_DATASET ROWS_
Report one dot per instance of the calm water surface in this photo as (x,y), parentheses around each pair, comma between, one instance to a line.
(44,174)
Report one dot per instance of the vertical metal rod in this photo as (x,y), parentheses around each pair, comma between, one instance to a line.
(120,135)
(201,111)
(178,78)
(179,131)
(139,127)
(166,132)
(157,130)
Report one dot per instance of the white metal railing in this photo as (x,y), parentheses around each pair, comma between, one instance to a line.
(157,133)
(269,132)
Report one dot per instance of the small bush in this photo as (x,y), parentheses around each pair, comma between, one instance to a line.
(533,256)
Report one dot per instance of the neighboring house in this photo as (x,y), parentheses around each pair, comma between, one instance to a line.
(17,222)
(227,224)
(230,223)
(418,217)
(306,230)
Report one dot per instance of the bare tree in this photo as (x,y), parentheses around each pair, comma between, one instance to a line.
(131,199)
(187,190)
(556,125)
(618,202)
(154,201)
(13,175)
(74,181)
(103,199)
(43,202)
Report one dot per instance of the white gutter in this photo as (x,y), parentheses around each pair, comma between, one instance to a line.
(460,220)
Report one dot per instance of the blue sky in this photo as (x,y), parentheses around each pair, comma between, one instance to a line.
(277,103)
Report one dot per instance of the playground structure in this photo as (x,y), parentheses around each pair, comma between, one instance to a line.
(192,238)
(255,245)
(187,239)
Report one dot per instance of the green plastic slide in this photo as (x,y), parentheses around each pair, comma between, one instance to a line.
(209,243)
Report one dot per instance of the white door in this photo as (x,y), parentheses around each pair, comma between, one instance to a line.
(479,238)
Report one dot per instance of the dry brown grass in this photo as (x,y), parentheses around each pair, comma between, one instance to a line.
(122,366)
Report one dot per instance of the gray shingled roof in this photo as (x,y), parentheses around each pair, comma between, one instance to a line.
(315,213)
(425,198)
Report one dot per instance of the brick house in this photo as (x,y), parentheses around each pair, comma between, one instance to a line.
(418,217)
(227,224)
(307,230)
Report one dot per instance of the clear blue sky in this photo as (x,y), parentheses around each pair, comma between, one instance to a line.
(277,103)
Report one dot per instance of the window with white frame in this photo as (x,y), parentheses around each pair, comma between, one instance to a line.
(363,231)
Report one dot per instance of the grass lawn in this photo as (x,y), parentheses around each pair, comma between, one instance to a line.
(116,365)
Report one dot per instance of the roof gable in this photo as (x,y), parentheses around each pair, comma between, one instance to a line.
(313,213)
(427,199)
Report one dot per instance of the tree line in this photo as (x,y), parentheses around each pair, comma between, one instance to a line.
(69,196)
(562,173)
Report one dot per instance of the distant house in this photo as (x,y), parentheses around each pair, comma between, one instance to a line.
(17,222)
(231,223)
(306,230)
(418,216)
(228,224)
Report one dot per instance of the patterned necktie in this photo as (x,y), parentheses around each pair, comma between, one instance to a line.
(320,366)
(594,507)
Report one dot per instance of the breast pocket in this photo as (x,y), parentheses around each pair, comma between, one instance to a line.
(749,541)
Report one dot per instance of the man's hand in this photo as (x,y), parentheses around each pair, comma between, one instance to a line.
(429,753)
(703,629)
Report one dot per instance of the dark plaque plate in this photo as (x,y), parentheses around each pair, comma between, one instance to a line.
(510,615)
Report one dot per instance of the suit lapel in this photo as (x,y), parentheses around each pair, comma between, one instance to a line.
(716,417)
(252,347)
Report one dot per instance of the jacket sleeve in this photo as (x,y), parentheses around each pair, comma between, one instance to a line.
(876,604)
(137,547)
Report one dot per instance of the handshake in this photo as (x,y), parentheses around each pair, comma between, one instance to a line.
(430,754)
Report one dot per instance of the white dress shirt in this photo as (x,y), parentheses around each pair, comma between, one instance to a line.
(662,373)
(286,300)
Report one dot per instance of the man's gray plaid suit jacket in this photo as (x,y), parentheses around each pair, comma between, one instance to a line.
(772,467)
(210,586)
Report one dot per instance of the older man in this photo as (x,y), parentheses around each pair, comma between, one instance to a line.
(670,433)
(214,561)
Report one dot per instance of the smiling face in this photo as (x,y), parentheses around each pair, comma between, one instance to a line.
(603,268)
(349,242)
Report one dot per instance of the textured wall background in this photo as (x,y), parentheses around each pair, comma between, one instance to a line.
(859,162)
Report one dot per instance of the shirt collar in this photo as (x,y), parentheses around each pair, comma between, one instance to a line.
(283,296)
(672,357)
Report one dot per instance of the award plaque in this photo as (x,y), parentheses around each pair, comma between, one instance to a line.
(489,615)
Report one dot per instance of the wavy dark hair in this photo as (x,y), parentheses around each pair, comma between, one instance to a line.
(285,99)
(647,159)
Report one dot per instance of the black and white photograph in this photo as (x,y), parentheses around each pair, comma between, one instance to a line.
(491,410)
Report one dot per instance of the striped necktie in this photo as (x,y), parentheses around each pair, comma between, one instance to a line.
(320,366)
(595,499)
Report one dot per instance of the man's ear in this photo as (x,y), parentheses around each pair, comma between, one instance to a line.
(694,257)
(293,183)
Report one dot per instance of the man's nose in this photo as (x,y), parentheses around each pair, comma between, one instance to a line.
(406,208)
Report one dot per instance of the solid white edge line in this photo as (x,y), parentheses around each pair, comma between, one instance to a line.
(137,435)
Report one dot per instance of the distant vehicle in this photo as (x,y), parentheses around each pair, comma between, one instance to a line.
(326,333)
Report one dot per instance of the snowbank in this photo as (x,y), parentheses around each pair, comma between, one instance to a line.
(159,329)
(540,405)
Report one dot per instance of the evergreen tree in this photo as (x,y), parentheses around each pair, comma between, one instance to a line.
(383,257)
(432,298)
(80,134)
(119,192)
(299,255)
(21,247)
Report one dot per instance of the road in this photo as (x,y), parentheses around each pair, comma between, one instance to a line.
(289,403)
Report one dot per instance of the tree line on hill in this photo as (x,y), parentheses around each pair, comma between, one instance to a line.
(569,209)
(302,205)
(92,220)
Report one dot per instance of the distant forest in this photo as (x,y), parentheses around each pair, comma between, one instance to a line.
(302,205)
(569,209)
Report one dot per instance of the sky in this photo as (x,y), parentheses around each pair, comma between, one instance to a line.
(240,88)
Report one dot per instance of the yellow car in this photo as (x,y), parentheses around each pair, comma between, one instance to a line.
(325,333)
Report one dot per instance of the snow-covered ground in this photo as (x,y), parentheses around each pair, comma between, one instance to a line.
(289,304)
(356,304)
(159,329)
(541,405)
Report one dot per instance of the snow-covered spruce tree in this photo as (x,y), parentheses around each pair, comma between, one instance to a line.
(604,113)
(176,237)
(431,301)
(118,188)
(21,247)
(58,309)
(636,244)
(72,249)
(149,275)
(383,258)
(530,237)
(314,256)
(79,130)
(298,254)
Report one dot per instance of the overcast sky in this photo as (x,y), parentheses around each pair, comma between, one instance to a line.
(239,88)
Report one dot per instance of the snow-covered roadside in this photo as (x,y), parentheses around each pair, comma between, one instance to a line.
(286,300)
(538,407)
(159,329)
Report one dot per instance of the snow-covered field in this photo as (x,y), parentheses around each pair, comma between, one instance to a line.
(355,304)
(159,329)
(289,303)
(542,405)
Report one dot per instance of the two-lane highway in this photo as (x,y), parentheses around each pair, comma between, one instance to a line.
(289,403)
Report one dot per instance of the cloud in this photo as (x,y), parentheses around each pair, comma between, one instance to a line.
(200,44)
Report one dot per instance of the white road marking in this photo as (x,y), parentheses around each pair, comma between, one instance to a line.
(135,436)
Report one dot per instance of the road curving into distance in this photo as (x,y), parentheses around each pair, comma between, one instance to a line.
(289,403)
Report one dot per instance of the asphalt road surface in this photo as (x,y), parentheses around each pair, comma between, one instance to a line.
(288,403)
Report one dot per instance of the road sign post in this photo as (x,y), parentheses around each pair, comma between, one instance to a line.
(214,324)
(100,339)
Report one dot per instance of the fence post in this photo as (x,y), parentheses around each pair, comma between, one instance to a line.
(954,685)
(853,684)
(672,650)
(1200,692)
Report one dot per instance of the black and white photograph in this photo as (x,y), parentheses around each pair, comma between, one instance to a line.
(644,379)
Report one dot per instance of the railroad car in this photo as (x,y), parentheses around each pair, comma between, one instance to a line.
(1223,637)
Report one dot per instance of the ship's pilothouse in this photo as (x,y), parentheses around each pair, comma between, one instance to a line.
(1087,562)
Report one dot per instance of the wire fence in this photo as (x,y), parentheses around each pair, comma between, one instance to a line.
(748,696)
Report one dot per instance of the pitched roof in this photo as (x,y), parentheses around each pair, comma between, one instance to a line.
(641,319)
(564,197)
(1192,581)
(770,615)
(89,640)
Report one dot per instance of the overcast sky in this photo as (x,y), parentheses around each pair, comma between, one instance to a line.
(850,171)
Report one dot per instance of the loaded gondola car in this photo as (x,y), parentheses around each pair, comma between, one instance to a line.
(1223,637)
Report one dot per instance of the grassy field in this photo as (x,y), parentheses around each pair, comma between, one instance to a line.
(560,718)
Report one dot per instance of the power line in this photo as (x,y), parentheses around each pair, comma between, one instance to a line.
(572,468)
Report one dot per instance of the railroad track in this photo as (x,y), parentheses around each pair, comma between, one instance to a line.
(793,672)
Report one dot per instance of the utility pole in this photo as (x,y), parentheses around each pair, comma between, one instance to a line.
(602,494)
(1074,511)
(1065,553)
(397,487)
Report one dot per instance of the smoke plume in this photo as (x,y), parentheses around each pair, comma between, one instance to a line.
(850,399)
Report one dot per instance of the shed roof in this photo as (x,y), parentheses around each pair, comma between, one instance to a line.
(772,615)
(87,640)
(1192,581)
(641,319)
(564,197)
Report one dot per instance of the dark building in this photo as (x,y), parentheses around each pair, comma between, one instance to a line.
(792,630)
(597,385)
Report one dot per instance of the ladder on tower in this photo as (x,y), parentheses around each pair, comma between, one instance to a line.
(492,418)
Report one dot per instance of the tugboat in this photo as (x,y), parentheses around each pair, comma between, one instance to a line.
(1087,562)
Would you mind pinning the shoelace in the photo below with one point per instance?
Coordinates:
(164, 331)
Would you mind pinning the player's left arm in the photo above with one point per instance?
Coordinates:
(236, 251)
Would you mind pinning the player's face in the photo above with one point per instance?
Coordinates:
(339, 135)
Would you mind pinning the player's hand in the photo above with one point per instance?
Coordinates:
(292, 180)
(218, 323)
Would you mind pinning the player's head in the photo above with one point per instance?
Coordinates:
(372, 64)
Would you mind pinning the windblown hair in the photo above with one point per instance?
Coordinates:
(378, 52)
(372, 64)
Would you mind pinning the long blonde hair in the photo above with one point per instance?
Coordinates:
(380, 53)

_WORK TO COMPLETE_
Reproduce only the lines between the line containing "Report one dot per instance of the tugboat" and the last line of the records, those two lines included, exactly.

_COMPLETE RESPONSE_
Report one dot per instance of the tugboat in this photo as (x,y), parentheses around each pair, comma between, one instance to a line.
(1087,562)
Would you mind pinning the shoelace in the photo below with one point per instance?
Coordinates:
(164, 331)
Would you mind pinning the player's left arm in the photo above with one point per instance?
Coordinates:
(236, 251)
Would you mind pinning the player's face in the photo above with one point per instance?
Coordinates:
(339, 135)
Would you mind pinning the player's hand in the photo above with one point per instance?
Coordinates:
(292, 180)
(218, 323)
Would you mind pinning the player's head in the photo above with one point per instance?
Coordinates:
(372, 64)
Would you mind pinning the windblown hair in the photo above with one point per instance?
Coordinates:
(378, 52)
(372, 64)
Would you mind pinning the long blonde hair in the photo above with one point per instance?
Coordinates:
(380, 53)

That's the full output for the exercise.